Copy exactly the lines from the first line of the records below through the line containing "Target: blurred foliage", including both, and nothing else.

[Collected data]
--- START ---

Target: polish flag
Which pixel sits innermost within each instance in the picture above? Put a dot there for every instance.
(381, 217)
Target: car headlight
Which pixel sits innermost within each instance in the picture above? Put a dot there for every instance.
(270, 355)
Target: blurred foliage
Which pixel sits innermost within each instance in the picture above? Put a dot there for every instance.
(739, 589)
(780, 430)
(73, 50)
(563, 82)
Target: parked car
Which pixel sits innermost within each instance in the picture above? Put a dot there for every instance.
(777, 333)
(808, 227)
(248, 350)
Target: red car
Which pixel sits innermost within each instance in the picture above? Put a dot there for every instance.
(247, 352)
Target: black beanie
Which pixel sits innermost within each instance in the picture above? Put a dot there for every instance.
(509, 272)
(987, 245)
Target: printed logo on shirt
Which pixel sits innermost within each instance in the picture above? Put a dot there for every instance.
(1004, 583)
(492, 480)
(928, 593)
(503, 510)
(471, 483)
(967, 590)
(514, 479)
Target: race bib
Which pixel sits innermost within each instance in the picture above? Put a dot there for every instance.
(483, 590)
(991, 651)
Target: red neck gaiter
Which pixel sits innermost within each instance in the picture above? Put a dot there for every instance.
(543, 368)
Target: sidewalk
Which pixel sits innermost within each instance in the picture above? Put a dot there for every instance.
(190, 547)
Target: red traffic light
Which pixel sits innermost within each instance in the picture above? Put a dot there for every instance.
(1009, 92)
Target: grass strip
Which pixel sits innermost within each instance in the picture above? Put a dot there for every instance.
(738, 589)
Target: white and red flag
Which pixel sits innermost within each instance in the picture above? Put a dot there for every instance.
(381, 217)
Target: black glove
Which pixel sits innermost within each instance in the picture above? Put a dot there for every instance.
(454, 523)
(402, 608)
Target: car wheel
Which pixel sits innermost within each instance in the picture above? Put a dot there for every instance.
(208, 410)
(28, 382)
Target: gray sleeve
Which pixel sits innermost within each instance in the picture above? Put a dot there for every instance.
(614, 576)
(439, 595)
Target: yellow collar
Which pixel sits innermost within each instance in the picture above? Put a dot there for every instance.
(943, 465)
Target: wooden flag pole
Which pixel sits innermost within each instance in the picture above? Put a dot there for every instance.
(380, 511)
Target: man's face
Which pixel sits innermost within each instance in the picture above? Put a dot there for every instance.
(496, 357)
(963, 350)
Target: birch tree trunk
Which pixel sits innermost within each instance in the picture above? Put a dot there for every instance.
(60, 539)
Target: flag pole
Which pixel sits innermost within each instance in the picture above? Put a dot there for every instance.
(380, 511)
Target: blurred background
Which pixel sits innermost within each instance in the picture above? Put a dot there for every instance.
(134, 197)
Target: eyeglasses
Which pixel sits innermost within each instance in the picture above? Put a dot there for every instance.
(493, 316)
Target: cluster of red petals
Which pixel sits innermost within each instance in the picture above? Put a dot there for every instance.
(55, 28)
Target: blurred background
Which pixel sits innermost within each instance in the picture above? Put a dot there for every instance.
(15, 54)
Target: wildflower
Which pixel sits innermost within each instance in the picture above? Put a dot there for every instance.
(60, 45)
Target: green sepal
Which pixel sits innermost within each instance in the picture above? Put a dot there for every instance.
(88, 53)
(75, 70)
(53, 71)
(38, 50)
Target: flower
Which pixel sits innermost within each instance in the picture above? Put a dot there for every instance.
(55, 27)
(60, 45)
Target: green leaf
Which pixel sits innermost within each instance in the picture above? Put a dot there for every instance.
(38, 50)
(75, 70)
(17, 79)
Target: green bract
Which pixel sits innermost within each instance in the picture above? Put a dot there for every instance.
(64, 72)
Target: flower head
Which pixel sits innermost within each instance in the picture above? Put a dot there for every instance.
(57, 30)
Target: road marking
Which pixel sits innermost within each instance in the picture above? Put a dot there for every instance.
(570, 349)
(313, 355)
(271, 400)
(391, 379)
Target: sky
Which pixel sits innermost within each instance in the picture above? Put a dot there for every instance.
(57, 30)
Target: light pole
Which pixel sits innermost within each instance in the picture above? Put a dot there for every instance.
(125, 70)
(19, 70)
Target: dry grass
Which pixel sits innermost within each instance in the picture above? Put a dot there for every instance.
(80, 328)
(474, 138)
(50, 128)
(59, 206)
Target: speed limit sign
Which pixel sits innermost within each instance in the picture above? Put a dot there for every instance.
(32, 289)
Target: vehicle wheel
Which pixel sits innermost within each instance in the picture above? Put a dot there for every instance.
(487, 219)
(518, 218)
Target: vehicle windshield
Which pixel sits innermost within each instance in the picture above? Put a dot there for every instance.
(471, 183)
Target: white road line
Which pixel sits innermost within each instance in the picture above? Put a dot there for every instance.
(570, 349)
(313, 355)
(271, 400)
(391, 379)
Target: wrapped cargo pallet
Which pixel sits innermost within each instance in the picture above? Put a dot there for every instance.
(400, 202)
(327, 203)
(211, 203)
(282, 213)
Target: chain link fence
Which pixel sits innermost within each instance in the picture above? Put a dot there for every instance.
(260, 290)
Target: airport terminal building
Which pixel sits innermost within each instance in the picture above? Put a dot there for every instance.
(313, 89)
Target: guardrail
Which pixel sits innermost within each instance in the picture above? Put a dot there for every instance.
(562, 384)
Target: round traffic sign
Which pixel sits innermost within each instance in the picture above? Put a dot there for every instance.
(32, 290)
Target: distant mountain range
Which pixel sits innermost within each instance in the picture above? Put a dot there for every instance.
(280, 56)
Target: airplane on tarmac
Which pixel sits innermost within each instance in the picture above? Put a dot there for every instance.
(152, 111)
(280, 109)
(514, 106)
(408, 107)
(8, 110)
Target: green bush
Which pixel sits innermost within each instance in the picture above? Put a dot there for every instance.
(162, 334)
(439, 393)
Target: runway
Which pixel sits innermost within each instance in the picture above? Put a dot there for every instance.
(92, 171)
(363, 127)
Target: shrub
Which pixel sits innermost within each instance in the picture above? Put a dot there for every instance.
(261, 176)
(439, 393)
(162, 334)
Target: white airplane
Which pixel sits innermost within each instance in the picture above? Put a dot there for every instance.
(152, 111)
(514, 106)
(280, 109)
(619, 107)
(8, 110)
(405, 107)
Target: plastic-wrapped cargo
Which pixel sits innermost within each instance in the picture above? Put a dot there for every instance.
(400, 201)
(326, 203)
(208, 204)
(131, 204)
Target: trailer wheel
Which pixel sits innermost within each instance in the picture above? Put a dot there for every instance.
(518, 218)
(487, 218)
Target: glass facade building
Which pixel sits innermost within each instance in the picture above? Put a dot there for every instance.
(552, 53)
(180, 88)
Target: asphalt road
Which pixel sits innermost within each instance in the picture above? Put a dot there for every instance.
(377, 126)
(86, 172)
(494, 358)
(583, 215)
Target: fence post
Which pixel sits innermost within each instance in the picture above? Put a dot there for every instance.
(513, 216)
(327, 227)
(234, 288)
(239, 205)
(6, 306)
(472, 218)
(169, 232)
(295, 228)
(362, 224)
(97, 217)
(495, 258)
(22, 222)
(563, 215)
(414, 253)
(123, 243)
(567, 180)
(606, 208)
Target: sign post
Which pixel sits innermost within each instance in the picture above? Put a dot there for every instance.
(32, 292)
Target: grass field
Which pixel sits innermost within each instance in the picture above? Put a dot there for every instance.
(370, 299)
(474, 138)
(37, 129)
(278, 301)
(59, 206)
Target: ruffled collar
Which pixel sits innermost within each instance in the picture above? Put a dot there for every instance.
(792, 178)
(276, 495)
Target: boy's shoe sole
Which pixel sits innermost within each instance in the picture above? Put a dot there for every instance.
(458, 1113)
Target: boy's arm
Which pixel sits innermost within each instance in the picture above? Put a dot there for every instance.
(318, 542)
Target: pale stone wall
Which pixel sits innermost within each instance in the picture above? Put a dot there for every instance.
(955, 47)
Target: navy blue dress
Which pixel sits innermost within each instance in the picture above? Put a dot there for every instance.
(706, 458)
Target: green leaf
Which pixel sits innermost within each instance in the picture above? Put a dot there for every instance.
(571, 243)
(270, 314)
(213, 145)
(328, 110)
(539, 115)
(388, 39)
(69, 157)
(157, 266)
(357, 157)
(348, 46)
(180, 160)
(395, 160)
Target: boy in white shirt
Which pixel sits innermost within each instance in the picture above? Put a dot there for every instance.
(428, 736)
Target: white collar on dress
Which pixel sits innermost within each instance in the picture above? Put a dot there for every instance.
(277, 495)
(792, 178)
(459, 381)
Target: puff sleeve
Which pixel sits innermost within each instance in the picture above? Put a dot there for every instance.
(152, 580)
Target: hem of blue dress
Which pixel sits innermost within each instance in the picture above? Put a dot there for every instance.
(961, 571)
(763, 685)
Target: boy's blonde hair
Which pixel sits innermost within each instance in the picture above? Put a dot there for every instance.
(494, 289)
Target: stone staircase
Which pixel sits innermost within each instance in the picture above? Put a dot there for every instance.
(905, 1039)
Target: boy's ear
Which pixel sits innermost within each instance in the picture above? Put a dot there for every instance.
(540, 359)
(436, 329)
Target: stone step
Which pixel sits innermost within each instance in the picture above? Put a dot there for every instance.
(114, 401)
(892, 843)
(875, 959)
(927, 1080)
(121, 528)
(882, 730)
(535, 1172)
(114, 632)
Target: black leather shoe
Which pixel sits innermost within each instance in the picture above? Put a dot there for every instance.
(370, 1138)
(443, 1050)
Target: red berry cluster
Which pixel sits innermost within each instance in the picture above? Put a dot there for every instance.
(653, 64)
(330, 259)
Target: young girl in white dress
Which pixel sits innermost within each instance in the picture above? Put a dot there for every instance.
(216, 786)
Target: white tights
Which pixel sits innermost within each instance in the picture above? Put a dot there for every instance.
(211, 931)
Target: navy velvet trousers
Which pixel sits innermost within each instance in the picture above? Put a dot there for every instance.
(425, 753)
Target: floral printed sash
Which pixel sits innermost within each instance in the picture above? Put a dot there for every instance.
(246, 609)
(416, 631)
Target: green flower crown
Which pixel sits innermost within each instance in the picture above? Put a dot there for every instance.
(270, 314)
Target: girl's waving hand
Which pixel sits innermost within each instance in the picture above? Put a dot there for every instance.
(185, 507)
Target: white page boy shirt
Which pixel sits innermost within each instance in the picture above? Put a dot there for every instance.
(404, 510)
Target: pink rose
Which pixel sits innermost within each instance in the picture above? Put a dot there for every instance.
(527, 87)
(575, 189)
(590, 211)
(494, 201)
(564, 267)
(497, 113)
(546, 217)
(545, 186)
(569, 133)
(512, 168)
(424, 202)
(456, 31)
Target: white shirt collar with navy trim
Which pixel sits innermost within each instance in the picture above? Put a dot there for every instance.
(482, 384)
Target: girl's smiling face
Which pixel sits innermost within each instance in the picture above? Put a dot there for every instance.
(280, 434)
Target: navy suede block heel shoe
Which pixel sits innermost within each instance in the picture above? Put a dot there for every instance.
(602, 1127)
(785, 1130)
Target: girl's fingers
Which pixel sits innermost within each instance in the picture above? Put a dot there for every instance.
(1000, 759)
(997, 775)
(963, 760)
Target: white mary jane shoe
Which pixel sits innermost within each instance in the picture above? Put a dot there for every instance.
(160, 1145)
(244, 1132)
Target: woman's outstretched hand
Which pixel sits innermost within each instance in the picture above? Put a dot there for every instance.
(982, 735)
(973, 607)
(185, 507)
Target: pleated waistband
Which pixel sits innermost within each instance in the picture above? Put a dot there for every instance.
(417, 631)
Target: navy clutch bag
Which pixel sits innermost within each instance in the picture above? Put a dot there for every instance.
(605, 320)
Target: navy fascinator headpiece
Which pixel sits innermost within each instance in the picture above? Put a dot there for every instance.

--- END ---

--- Problem solution ---
Target: polish flag
Which pixel sits innermost within each instance in the picture above? Put a dot there for every instance.
(381, 217)
Target: car headlight
Which pixel sits innermost within each instance in the picture above? Put a dot there for every instance.
(270, 355)
Target: blurred foliage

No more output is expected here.